• _Data records_
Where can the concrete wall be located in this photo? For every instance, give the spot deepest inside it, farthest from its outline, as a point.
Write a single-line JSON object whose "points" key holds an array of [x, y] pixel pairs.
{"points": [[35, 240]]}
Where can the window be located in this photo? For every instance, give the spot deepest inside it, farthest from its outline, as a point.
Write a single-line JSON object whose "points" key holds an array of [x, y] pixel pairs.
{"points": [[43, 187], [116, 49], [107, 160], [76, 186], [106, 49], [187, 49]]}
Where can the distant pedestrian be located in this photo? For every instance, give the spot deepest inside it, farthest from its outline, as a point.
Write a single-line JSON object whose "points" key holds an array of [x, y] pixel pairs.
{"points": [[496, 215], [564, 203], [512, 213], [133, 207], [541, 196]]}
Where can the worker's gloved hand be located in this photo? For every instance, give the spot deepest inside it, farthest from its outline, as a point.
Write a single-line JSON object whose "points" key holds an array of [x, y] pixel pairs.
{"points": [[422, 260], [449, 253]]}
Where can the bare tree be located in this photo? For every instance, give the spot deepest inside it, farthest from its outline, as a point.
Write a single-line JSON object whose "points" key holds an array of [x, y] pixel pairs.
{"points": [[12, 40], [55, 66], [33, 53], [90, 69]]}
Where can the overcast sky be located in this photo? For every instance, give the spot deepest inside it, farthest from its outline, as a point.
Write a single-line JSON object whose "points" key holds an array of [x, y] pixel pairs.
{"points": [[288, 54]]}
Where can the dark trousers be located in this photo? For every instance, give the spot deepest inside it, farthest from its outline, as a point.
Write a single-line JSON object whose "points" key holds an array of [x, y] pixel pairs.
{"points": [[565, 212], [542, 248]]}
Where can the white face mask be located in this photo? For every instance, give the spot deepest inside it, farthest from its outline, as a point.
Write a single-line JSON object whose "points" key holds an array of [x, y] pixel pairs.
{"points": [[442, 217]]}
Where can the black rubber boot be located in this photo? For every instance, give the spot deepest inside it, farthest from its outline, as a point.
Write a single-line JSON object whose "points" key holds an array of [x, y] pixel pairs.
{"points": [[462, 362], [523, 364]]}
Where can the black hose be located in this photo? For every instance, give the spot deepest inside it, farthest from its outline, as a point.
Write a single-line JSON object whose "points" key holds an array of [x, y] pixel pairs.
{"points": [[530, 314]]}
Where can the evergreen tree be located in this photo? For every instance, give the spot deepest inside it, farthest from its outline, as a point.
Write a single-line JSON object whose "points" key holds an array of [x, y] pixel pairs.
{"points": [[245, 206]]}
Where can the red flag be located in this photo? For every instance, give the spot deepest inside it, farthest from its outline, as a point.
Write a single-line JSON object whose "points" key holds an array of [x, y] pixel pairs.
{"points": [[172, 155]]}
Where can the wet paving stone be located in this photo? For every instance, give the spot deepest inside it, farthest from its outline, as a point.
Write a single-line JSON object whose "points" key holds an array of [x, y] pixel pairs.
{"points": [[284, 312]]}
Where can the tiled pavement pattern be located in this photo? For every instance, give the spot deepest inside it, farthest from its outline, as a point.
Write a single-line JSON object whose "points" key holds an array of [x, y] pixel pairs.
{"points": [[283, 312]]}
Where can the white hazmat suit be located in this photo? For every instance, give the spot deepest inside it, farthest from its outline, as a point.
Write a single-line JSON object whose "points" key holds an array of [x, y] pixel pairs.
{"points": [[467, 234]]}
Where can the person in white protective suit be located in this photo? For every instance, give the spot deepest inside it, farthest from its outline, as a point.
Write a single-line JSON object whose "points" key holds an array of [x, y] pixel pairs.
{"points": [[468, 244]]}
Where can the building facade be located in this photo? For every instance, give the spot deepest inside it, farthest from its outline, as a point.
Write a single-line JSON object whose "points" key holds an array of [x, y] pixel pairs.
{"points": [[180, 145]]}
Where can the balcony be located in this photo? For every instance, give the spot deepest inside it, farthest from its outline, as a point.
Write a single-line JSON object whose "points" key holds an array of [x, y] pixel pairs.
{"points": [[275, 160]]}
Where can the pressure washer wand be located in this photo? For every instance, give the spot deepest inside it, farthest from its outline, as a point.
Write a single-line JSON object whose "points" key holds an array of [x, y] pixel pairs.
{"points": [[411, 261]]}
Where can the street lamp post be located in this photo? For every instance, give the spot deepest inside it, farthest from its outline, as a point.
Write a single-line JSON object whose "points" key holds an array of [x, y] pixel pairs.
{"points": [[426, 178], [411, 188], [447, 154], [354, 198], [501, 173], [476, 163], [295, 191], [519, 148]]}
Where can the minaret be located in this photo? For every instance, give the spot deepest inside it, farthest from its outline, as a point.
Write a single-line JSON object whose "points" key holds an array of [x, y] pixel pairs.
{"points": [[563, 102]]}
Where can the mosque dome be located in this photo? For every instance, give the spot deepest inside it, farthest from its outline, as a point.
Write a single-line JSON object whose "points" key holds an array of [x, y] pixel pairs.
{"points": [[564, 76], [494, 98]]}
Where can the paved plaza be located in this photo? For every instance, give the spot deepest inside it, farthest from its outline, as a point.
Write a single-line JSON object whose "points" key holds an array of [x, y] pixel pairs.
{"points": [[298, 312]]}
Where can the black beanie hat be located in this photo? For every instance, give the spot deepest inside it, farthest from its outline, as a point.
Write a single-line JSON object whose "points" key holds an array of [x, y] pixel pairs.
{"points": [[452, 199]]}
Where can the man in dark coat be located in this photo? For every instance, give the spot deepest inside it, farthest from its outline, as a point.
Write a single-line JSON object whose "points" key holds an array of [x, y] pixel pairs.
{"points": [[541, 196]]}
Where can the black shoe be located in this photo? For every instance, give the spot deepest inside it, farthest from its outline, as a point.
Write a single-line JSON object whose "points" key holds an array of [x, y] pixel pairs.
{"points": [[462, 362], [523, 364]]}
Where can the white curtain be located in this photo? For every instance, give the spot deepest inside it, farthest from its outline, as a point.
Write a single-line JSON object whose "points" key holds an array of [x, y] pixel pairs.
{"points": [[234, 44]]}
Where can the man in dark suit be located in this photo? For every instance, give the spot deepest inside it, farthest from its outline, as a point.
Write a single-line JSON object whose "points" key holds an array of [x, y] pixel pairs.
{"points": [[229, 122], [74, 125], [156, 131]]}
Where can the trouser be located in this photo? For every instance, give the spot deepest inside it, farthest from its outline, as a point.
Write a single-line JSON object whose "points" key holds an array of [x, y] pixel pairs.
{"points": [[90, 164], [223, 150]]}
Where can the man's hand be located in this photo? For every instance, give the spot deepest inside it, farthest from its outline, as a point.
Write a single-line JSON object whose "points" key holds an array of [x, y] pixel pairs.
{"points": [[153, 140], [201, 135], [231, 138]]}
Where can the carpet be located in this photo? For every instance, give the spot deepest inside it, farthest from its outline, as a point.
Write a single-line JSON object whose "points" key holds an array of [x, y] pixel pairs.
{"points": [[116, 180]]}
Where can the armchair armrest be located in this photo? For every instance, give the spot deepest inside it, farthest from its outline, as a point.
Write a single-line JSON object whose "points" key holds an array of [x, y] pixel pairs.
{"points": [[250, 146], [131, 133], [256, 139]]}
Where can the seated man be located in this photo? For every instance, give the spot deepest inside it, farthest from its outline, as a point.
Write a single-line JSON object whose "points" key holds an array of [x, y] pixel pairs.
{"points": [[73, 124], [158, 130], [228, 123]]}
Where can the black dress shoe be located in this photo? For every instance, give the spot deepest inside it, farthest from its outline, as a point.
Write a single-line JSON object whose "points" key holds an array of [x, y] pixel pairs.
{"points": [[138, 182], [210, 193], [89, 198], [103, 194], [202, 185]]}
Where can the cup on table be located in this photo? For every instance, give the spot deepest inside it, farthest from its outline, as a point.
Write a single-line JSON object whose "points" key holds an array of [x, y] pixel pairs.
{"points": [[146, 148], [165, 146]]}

• _Exercise aim_
Copy all of the records above, line for line, keeping every character unchanged.

• _Task result_
Where can the concrete wall be located in this photo? For every instance, give the spot deepest inside it, farthest from its outline, as a point.
Write a single-line JSON object whose "points" key holds an array of [x, y] pixel pairs.
{"points": [[35, 240]]}
Where can the window be located in this photo? For every instance, give the spot deepest inside it, farthest from its outline, as a point.
Write a single-line JSON object whose "points" key holds an array of [x, y] pixel pairs.
{"points": [[43, 187], [116, 49], [107, 160], [76, 186], [106, 49], [187, 49]]}
Where can the distant pedestrian be located in this photo? For every instance, give the spot deepest inside it, farthest from its outline, as a point.
Write a single-line JSON object whose "points" key holds an array of [x, y] pixel pairs.
{"points": [[496, 215], [564, 203], [512, 213], [133, 207], [541, 196]]}
Where can the worker's gloved hand be located in this photo? For every instance, give the spot deepest inside it, farthest from its outline, as a point.
Write a single-line JSON object whose "points" key holds an array of [x, y] pixel pairs.
{"points": [[422, 260], [449, 253]]}
Where can the bare tree be located in this photo? For every instance, give the spot deepest inside it, farthest from its outline, as a point.
Write a single-line JSON object whose "points" key holds an array of [x, y] pixel pairs.
{"points": [[12, 40], [55, 66], [33, 53], [90, 69]]}
Where can the overcast sky be located in this photo? For every instance, give the spot deepest inside it, farthest from its outline, as a point.
Write a single-line JSON object whose "points" key holds an array of [x, y] pixel pairs.
{"points": [[288, 54]]}
Where can the dark trousers be located in this photo? For every instance, give the spot deepest inside it, farthest from its outline, as a point.
Write a single-line JSON object whose "points" key holds an array of [x, y] pixel pairs.
{"points": [[565, 212], [542, 248]]}
Where can the white face mask be located in this photo? For every instance, give the spot deepest inside it, farthest from its outline, as a point.
Write a single-line JSON object whose "points" key holds an array of [x, y] pixel pairs.
{"points": [[442, 217]]}
Where can the black rubber boot be located in this photo? For every instance, give the spot deepest inside it, farthest from its outline, as a point.
Write a single-line JSON object whose "points" key holds an array of [x, y] pixel pairs.
{"points": [[462, 362], [523, 364]]}
Where can the black hose be located in this photo? For every instance, give the spot deepest inside it, farthest from its outline, as a point.
Write a single-line JSON object whose "points" key holds an array of [x, y] pixel pairs.
{"points": [[530, 314]]}
Where can the evergreen tree be located in this photo? For every instance, give the spot deepest inside it, farthest from its outline, as a point.
Write a single-line JSON object whose "points" key holds an array of [x, y] pixel pairs.
{"points": [[245, 206]]}
Where can the red flag be located in this photo? For every instance, give the spot deepest inside it, farthest from its outline, as a point.
Write a single-line JSON object whose "points" key holds an array of [x, y] pixel pairs.
{"points": [[172, 155]]}
Where can the wet paving stone be located in this photo? For every instance, give the spot deepest inside it, farthest from its outline, as a point.
Write a single-line JSON object whose "points" key holds an array of [x, y] pixel pairs.
{"points": [[284, 312]]}
Where can the tiled pavement pattern be located in this photo? For every instance, give the spot deepest inside it, farthest from its outline, as a point.
Write a single-line JSON object whose "points" key holds an array of [x, y] pixel pairs.
{"points": [[283, 312]]}
Where can the white hazmat suit be located in this photo? For every instance, give the spot deepest inside it, farthest from its outline, as a point.
Write a single-line JSON object whose "points" key holds an array of [x, y] pixel pairs.
{"points": [[467, 234]]}
Where can the person in white protective suit be located in this photo? For every instance, give the spot deepest inside it, farthest from its outline, as a point.
Write a single-line JSON object whose "points" key holds an array of [x, y] pixel pairs.
{"points": [[468, 244]]}
Where can the building facade be located in this photo? For every instance, give the spot deepest inside it, farthest from its outline, as a point.
Write a single-line JSON object whose "points" key holds an array of [x, y] pixel pairs.
{"points": [[180, 145]]}
Where can the balcony be located in this photo? For every instance, give the spot deepest inside it, farthest from its outline, as a point.
Write a single-line JSON object whose "points" key holds an array of [x, y] pixel pairs.
{"points": [[275, 160]]}
Where can the pressure washer wand be located in this photo? For every instance, give the spot deepest inside it, farthest from its outline, as a point.
Write a single-line JSON object whose "points" key holds an array of [x, y] pixel pairs.
{"points": [[411, 261]]}
Where can the street lamp post be located in this photo? For every instance, give the spot deepest inside it, farthest from its outline, as a point.
Write a single-line JSON object whose "points" key holds an array of [x, y] pixel pairs.
{"points": [[426, 178], [411, 188], [447, 154], [354, 198], [501, 173], [476, 163], [295, 191], [519, 148]]}
Where can the minaret be located in this photo? For every instance, give the spot deepest inside it, farthest from its outline, as a point.
Write a single-line JSON object whose "points" key holds an array of [x, y] pixel pairs.
{"points": [[563, 102]]}
Where can the mosque dome be located in this photo? For every instance, give the spot deepest inside it, farthest from its outline, as a point.
Write a single-line JSON object whose "points" key holds an array of [x, y] pixel pairs.
{"points": [[564, 76], [494, 98]]}
Where can the paved plaza be located in this photo? For every instance, give the spot deepest inside it, farthest from its outline, as a point.
Write a single-line JSON object whose "points" key holds an array of [x, y] pixel pairs.
{"points": [[298, 312]]}
Where can the black beanie hat be located in this photo? For every instance, give the spot deepest inside it, farthest from its outline, as a point.
Write a single-line JSON object whose "points" key holds an array of [x, y] pixel pairs.
{"points": [[452, 199]]}
Where can the man in dark coat be located in this photo? For every instance, give the spot deepest inside it, farthest from its outline, as a point.
Write a single-line JSON object whose "points" key holds an array of [x, y] pixel pairs.
{"points": [[541, 196]]}
Where can the black shoe be located in this photo? For every instance, give the spot deepest inside it, farthest from its outline, as a point.
Write a single-line JSON object whose "points" key holds an array of [x, y] pixel pairs.
{"points": [[462, 362], [523, 364]]}
Where can the white curtain be located in this photo? For every instance, give the spot deepest inside it, farthest from its outline, as a point.
Write a single-line JSON object whose "points" key holds an array of [x, y] pixel pairs.
{"points": [[234, 44]]}
Where can the man in dark suit be located in this photo? For every instance, give the spot deepest inside it, farthest from its outline, as a point.
Write a single-line JSON object whose "points" key holds an array of [x, y] pixel pairs.
{"points": [[229, 122], [74, 125], [156, 131]]}
Where can the trouser be located in this photo? For every instance, give the spot deepest inside it, farthest from its outline, as a point.
Write a single-line JSON object whose "points" key holds an array of [x, y] pixel pairs.
{"points": [[90, 164], [223, 150]]}
Where can the man's hand be located in this photo? For every instance, give the spot deepest inside it, farthest from its outline, as a point.
Write a single-line JSON object whose "points" key holds an array of [x, y] pixel pairs.
{"points": [[153, 140], [201, 135], [231, 138]]}
Where can the carpet be located in this photo? For every instance, give the spot deepest inside it, farthest from its outline, as a point.
Write a single-line JSON object whose "points" key holds an array of [x, y] pixel pairs.
{"points": [[116, 180]]}
Where can the armchair armrest be located in this photo? For every instance, give the spot deepest inside it, farthest from its outline, as a point.
Write a single-line JSON object whose "points" key holds an array of [x, y] pixel pairs.
{"points": [[250, 146], [131, 133], [256, 139]]}
Where can the seated man be located in this photo? For every instance, give the spot deepest inside it, farthest from its outline, as a point.
Write a single-line JSON object whose "points" key holds an array of [x, y] pixel pairs.
{"points": [[73, 124], [158, 130], [228, 123]]}
Where can the black dress shoe be located in this photo? For every instance, give the spot deepest inside it, farthest from its outline, as a point.
Write a single-line JSON object whose "points" key holds an array of [x, y] pixel pairs.
{"points": [[138, 182], [210, 193], [89, 198], [103, 194], [202, 185]]}
Where can the cup on table be located in this photo? For every instance, give the spot deepest inside it, farthest from its outline, as a point.
Write a single-line JSON object whose "points" key holds an array of [x, y] pixel pairs.
{"points": [[146, 148], [165, 146]]}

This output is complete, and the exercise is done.